SOURCE INFORMATION =
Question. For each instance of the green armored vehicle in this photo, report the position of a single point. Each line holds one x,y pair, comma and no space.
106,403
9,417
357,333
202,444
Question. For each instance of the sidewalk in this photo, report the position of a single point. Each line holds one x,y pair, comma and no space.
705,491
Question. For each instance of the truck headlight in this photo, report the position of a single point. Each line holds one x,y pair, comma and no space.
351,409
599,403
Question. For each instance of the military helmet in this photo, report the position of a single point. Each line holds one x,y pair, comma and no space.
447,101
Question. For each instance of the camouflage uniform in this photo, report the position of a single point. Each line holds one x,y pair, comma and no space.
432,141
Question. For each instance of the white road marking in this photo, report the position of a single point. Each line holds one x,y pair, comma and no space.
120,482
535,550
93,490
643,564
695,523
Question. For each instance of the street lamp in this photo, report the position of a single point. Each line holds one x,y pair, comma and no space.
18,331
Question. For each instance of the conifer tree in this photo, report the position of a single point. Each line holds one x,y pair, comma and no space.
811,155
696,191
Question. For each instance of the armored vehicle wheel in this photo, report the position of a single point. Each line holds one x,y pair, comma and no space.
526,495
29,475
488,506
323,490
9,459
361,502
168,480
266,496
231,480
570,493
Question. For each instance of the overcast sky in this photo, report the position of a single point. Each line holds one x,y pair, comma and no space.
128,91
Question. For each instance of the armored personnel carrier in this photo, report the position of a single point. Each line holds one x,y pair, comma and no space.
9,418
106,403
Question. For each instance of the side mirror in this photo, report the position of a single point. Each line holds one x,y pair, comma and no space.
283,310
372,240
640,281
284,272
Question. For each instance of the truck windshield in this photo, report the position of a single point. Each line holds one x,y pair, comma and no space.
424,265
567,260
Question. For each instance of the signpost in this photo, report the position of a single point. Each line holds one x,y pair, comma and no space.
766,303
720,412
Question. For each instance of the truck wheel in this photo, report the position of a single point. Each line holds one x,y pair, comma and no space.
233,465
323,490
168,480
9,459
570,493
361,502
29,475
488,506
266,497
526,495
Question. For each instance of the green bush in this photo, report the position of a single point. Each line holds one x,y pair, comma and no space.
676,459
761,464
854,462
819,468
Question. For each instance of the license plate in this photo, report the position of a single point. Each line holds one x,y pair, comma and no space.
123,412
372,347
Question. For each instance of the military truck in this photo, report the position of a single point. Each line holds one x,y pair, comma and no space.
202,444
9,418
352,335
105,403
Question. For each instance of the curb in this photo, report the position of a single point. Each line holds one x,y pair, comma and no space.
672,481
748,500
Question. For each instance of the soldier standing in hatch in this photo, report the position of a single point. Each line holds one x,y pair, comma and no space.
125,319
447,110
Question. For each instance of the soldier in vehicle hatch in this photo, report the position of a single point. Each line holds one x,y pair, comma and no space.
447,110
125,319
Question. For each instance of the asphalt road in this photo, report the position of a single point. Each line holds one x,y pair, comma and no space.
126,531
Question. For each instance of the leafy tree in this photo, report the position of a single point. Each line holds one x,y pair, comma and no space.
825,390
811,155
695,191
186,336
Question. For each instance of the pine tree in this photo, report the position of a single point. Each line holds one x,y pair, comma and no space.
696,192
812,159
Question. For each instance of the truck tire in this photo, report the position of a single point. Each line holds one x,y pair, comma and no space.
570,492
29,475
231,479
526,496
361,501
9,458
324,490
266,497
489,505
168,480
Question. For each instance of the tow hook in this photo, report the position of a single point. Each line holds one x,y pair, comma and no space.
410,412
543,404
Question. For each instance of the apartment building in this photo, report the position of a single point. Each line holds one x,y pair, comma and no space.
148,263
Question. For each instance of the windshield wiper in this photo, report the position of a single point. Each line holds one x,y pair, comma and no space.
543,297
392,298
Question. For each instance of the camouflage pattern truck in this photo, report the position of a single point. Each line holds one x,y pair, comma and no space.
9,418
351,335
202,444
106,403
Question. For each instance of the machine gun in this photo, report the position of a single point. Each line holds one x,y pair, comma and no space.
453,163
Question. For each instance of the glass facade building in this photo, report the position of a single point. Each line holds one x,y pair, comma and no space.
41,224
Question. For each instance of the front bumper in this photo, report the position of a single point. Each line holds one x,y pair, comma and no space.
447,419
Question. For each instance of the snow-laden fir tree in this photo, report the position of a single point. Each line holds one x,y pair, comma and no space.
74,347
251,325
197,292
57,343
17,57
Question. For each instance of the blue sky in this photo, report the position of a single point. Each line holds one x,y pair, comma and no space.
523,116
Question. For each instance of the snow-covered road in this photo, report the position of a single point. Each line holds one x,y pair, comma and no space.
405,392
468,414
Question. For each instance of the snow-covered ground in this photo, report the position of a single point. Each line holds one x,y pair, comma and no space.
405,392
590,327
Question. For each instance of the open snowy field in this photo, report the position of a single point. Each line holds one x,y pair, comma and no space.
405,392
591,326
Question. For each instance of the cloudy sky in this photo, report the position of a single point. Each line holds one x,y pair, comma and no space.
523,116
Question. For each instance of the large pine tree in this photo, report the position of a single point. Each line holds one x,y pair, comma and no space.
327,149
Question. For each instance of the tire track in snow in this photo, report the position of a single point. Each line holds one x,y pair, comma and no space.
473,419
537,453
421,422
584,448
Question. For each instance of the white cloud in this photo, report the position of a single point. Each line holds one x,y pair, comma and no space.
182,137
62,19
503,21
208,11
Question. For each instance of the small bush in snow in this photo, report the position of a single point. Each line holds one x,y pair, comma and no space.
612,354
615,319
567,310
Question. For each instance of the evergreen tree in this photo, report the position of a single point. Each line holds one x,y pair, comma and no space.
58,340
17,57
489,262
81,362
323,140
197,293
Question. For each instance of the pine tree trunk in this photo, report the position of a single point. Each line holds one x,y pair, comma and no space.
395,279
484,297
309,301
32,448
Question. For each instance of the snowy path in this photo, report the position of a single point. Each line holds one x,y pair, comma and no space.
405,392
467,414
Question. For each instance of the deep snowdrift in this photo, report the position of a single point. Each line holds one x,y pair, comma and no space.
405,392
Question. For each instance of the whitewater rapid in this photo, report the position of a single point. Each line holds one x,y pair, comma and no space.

TASK STATEMENT = Nothing in the data may be left out. Copy all of it exactly.

WRITTEN SOLUTION =
Question. For each instance of the green armored vehicle in this photo, report the position of a single point. Each line holds one x,y pair, comma and no space.
106,403
9,417
357,333
202,444
Question. For each instance of the sidewalk in this photo, report the position of a single point. Each line holds one x,y pair, comma and no space.
705,491
Question. For each instance of the truck headlight in this photo, report the position of a single point. Each line holds one x,y pair, comma and no space.
351,409
599,403
Question. For each instance of the military helmet in this photo, report the position of a single point. Each line holds one x,y pair, comma and no space.
447,101
Question. For each instance of the camouflage uniform in this photo, report the position of a single point. Each line holds one x,y pair, comma and no space.
432,141
Question. For each instance of the white road marking in this photo, report the position of a single point. Each line holds one x,y pair, comma and no space.
120,482
535,550
93,490
643,564
695,523
Question. For each instance of the street lamp in this photo, report the position of a single point. Each line holds one x,y pair, comma and no space.
18,331
Question. For each instance of the conifer tree in this photo, report the position of a single point. Each line holds one x,y pair, comma and no space.
811,155
696,191
Question. For each instance of the armored vehicle wheel in this photo, report the position of a single point. Each line holds one x,y pair, comma and no space.
526,495
29,475
488,506
323,490
9,459
361,502
168,480
266,496
231,480
570,493
Question. For each instance of the overcast sky in this photo, report the position of a single point. Each line holds one x,y pair, comma and no space.
128,91
Question. For each instance of the armored personnel carrier in this photo, report the position of a single point. Each line holds one x,y pair, comma and no space.
9,418
106,403
Question. For each instance of the side mirror in this photo, report the position of a single point. Each line holds one x,y pair, comma and no space.
283,310
372,240
640,281
284,272
Question. For each instance of the truck windshield in this photo, report the position of a single point. Each line holds one x,y pair, comma and no space.
424,265
567,260
Question. For each instance of the signpost in this photo, report the position of a single point. Each line holds one x,y pair, comma and no space.
766,303
720,412
Question. For each instance of the truck wheel in this photo, report the position of a single point. Each line holds one x,y pair, comma and no space.
233,465
323,490
168,480
9,459
570,493
361,502
29,475
488,506
266,497
526,495
Question. For each instance of the green bush in this photo, report the position of a single point. Each line holds one x,y pair, comma and no space.
676,459
761,464
854,462
819,468
Question. For each instance of the license plate in this photo, report the position of a single point. Each line holds one x,y pair, comma and no space.
123,412
372,347
Question. For each instance of the military truck in this photo, report the position of a single point. Each line holds one x,y pair, comma and no space.
202,444
9,418
352,335
105,403
Question. For each instance of the curb in this photo, report the position of a single point. Each line holds one x,y pair, comma and no space.
672,481
748,500
Question. For each instance of the soldier standing in hatch in this photo, report the position of a single point. Each line holds one x,y pair, comma and no space.
125,319
447,110
Question. For each instance of the soldier in vehicle hatch in this photo, report the position of a single point. Each line holds one x,y pair, comma and no space.
447,110
125,319
Question. For each instance of the asphalt road in this photo, report the position of a single point. Each line holds one x,y pair, comma and no space.
126,531
Question. For each instance of the leafy tree in this photo, report the position of a single point. Each line holds one x,y pair, comma and no space.
825,390
811,155
695,191
186,336
Question. For each instance of the pine tree in this photo, report the position of a single point. Each line holds one x,y pair, comma and no space.
696,192
812,159
Question. For each instance of the truck tire in this photo, report the position of a single point. Each line holds one x,y pair, comma and no space.
570,492
29,475
231,479
526,496
361,501
9,458
324,490
266,497
489,505
168,480
Question. For each instance of the tow hook in this photo, report the position of a single point. Each line holds one x,y pair, comma and no space.
410,412
543,404
Question. For each instance of the apartment building in this photo, report the position of a single point. Each line holds one x,y pair, comma and no space.
148,263
Question. For each instance of the windshield wiper in this photo, report the position of a single point. Each line holds one x,y pair, comma and no space.
543,297
392,298
Question. For each instance of the camouflage pattern truck in this photo, report the position of a single point. Each line holds one x,y pair, comma and no space.
9,418
351,335
202,444
106,403
Question. For each instance of the machine gun in this photo, report the position of a single point. Each line holds one x,y pair, comma and no space.
453,163
Question. For each instance of the glass facade building in this photo, report the position of a single point. Each line holds one x,y pair, comma and no space.
41,224
Question. For each instance of the front bumper in this photo, report the position of a single point. Each line holds one x,y pair, comma and no space.
447,419
Question. For each instance of the snow-laden fir tree in this photo, report the position of a single point. Each line holds one x,y pair, comma and no space.
74,347
251,325
197,292
57,343
17,57
Question. For each instance of the blue sky in this photo, report the position of a single point. Each line holds one x,y pair, comma and no space.
523,116
Question. For each instance of the snow-covered road in this photo, report the position of a single point. Each line holds one x,y pair, comma and no space.
405,392
468,414
Question. For each instance of the snow-covered ground in this photo, report the position of a single point. Each line holds one x,y pair, comma and no space.
405,392
590,327
Question. For each instance of the open snowy field in this photo, report the position of a single point. Each line holds one x,y pair, comma and no space.
405,392
591,326
Question. For each instance of the cloudy sky in this photo, report the position of a single point. Each line holds one x,y pair, comma and no space.
523,116
Question. For each instance of the large pine tree in this photo, report the position of a single point. Each line holds one x,y pair, comma and no space.
327,149
Question. For each instance of the tire track in snow in this photo, report the position of a single point. Each line holds one x,y pair, comma and no space.
473,419
537,453
421,422
584,448
Question. For each instance of the white cloud in this photo, report the position of a single point. Each line holds one x,y pair, comma and no space.
182,137
62,19
503,21
208,11
Question. For each instance of the small bush in snow in this photo, report the position of a single point. Each line holds one x,y pair, comma and no space.
612,354
615,319
567,310
Question. For each instance of the evergreen tree in this photo, report the position of a single point. Each line holds one x,y pair, comma and no space.
58,340
17,57
489,262
81,362
323,140
197,293
Question. For each instance of the pine tree trunk in this photo, report the position of a single point. Each line holds one x,y pair, comma and no space.
395,279
484,297
309,301
32,448
Question. For each instance of the snowy path in this photo, report the position of a single point. Each line holds one x,y pair, comma and no space.
405,392
467,414
Question. For each instance of the deep snowdrift in this photo, report the position of a single point. Each line holds one x,y pair, comma and no space.
405,392
Question. For each instance of the whitewater rapid in this photo, report the position of a single point. Each line holds one x,y pair, comma and no space.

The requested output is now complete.